== WRITTEN PROBLEM A ==
Return every line of the listing below that contains the word "facade".

Each table shows the following information: data set, FDE, ADE, training_time, Window_Size, data_size. Window_Size is optimized so that the ADE value is minimized. Table 6 shows the FDE, ADE, Average Training Time, and Window_Size values of C type and N type data sets. Evidently, C type data sets have smaller error values compared with N type data sets. For example, Table 6 shows the FDE and ADE values of C type data sets average 66 m and 71 m respectively, while N type data sets average 586 m of FDE and 594 m of ADE respectively. Average training time identified for C type data sets is 17.7671 s and 12.0709 s for N type data sets.

Further considerations on window size

As already mentioned, C type data sets have a Window_Size value as 2 in the case of Data Set 8. Logically, a Window_Size of 2 requires more training time because it handles only two geopositioning data as a unit of prediction. For each execution, ADE values vary within a range due to inherited randomness in hyperparameter optimization and LSTM even with the same Window_Size. And thus, Windows_Size for a data set varies according to similar ADE values within error range. For example, Data Set 4 shows similar ADE values, around 0.030, in hyperparameter optimization stage for different Window_Size. Once we have similar ADE across different Window_Size, then we need to choose window size with smaller training time. To investigate this situation further, we tested for various window size values as an additional experiment.

Figure 3
figure 3

Performance according to window size for data set 8.

Figure 3 shows performance measures according to window size values for Data Set 8, which has optimized window size 2 and therefore has the highest training time. The left y axis is for training time in seconds, and the right y axis is for ADE and FDE in kilometers. ADE \(\times \) Training Time is also shown in the graph to show the tendency. The x axis is for Window_Size. Training time varies drastically from Window_Size of 2 to 3. The ADE and FDE values also vary drastically from Window_Size of 3 to 5. Our object function is to minimized ADE and FDE as well as minimize the training time. Therefore, we used a metric of ADE \(\times \) Training Time with respect to Window_Size.

Table 7 Performance change on C type data set 8.

Table 7 shows corresponding values of Fig. 3 and we identified the smallest ADE \(\times \) Training Time value with Window_Size of 3. Table 7 shows Window_Size corresponding to the smallest ADE value. Training time is also affected by Window_Size and the distribution of geopositioning data. Therefore, it is better to set Window_Size as 3 for Data Set 8 once training time is concerned.

Once we have similar ADE values for hyperparameter optimization for different values of Window_Size, it is possible to select criteria of ADE \(\times \) Training Time. However, Window_Size could be selected with optimal ADE if minimizing errors is a main concern.

Figure 4
figure 4

Typical loss of C type and N type data set.

Figure 4a shows loss of Data Set 1 belonging to C type data sets, and Fig. 4b is a graph of loss values according to the epoch of Data Set 7 belonging to N type data sets. In general, for learning to be effective, the gap between the loss of training data set and the loss of validation data set should narrow as the epoch grows. When the epoch increases, the difference is still present in Fig. 4b, unlike in Fig. 4a, where it nearly completely vanishes by epoch 20. This demonstrates that the N type data set requires a long time to learn and has poor accuracy. Conversely, the C type data set exhibits rapid learning and better precision. We can see from this that it is crucial to avoid losses while collecting data, and a mechanism is required to fill it in if data loss occurs.

== EXCERPTED RECORDS ==
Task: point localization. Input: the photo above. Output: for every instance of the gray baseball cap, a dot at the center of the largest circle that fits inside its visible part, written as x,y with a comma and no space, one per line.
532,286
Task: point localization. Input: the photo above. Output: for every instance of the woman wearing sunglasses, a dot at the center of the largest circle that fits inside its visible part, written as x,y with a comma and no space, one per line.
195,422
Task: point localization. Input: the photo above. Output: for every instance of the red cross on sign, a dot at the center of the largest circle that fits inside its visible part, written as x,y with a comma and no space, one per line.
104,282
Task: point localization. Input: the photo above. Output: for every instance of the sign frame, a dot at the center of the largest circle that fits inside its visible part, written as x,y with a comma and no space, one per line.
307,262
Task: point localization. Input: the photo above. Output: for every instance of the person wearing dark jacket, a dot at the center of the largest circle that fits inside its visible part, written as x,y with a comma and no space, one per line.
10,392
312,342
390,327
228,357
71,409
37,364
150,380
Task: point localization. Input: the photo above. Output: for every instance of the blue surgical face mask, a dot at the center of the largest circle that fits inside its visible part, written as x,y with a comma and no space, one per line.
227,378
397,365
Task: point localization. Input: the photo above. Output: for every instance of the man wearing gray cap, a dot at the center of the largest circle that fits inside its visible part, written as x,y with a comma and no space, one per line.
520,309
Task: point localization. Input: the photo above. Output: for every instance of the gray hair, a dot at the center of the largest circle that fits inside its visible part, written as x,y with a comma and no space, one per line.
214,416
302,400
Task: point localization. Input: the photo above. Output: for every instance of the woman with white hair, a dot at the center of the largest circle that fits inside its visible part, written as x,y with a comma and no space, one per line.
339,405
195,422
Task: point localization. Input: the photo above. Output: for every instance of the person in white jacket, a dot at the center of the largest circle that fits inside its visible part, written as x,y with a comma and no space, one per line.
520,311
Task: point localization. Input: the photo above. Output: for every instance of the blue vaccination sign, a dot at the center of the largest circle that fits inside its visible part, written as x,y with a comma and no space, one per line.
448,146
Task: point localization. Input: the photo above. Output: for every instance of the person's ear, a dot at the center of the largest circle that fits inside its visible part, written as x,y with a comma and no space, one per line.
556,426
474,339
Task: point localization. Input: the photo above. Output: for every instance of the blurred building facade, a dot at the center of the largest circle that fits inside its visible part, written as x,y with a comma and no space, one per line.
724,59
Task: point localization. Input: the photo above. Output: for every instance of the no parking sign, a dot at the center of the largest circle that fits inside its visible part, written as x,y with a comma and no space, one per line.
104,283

== WRITTEN PROBLEM B ==
Answer these questions from the window-size text above.
(i) What average training time is reported for C type data sets?
(ii) For Data Set 8, which Window_Size gave the smallest ADE × Training Time value?
(iii) By which epoch does the gap between training and validation loss nearly vanish in Fig. 4a?

== EXERCISE RESPONSE A ==
Task: point localization. Input: the photo above. Output: for every instance of the blurred building facade, a dot at the center of the largest circle that fits inside its visible part, written as x,y with a comma and no space, one per line.

== EXERCISE RESPONSE B ==
(i) 17.7671 s
(ii) A Window_Size of 3
(iii) Epoch 20